REQUIRED ACTION: Omitting the pictures, restate all of the entries below exactly.

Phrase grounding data
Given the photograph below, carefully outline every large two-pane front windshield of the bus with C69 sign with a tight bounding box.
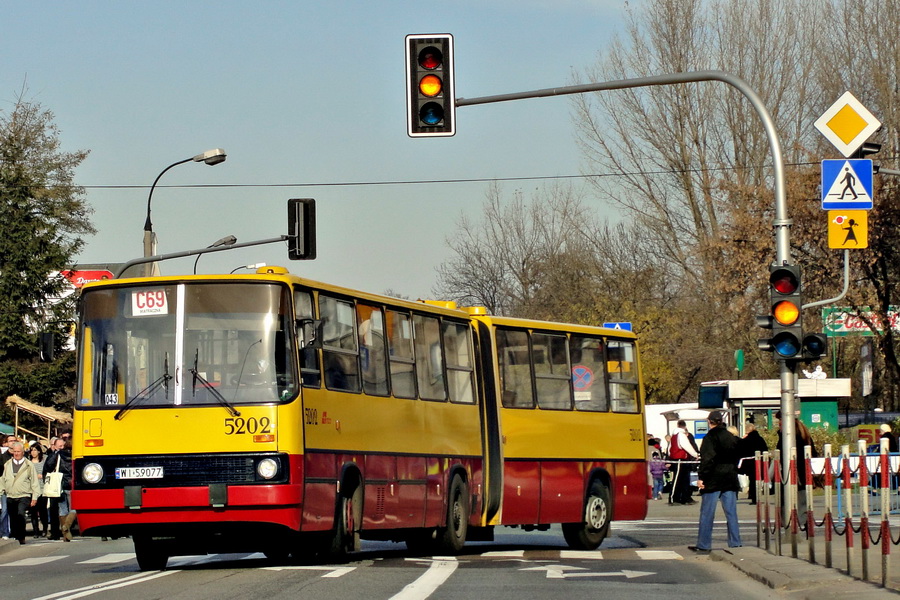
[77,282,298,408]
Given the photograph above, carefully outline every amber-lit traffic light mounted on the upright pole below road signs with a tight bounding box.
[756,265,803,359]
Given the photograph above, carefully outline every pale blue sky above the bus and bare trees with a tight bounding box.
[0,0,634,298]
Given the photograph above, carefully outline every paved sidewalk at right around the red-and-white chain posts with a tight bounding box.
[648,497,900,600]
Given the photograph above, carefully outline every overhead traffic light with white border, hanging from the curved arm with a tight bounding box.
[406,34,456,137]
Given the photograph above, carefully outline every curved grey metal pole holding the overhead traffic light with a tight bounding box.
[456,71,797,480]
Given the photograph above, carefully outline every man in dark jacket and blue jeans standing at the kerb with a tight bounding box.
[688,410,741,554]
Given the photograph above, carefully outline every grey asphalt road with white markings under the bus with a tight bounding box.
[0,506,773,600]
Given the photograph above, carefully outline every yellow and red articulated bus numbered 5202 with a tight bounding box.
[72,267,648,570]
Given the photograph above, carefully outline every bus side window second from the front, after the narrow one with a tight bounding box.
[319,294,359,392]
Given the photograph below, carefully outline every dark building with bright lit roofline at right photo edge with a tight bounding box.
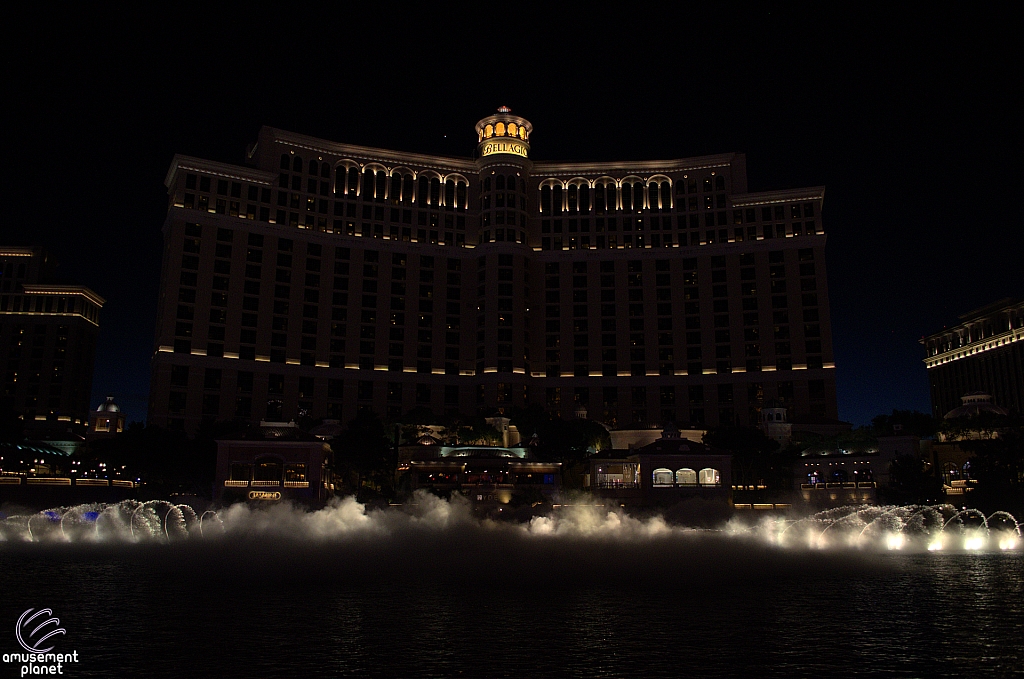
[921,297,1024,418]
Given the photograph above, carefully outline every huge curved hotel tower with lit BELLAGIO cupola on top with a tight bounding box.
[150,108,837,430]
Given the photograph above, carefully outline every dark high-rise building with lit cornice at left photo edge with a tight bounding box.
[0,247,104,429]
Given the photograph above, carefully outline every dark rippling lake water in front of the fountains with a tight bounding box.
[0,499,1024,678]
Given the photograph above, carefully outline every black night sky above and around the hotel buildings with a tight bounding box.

WRITTEN ANSWER:
Given the photograph below, carefully outline every large two-pane front windshield of the bus with C69 sign with a tight bounding box.
[77,282,298,408]
Given the photograph above, carefully outline every amber-lit traffic light mounted on the upright pole below road signs with a tight bounding box.
[756,265,803,359]
Given the photograph above, carefully outline every pale blue sky above the bus and bare trees with a tight bounding box.
[0,0,634,298]
Given the photograph above, carefully outline every paved sidewalk at right around the red-and-white chain posts with a tight bounding box.
[648,497,900,600]
Given the photograph above, carefully outline every overhead traffic light with white border, hanging from the curved arm with a tight bounding box.
[406,34,456,137]
Given the photograph above, carefully outline every curved grey metal pole holding the overhead traffic light with a tight bounding box.
[456,71,797,480]
Given the photograph above, carefully outline every man in dark jacket and blue jeans standing at the kerb with a tight bounding box.
[688,410,741,554]
Given the photograph above, carefully outline every grey asphalt road with white markings under the bus with a tight bounding box.
[0,506,773,600]
Given the photograph above, carefully outline every yellow and red articulated bus numbered 5202 with a tight bounding box.
[72,267,648,570]
Given the photograph above, carefully outline every bus side window second from the front, after the narrow one with a tight bounding box.
[319,294,359,392]
Given the photograph below, carefully outline every dark building with bright lit roofline at right photo edge with a tight bounding box.
[921,297,1024,418]
Given the photograph above, carefully outline every huge curved hotel tower with lit BELLAGIO cupola on top with a tight bounding box.
[150,108,837,430]
Given the photograph above, carefully outline every dark high-rise building with lit cornice at left photo edge with a tight bounding box.
[0,247,104,429]
Given the photograph above, carefully outline every dark rippling lake water in front of the fountains with a tight bounding box.
[0,499,1024,678]
Given the photograph above, carefully outline every black night sky above and around the hotel buildings with a tight bounding box.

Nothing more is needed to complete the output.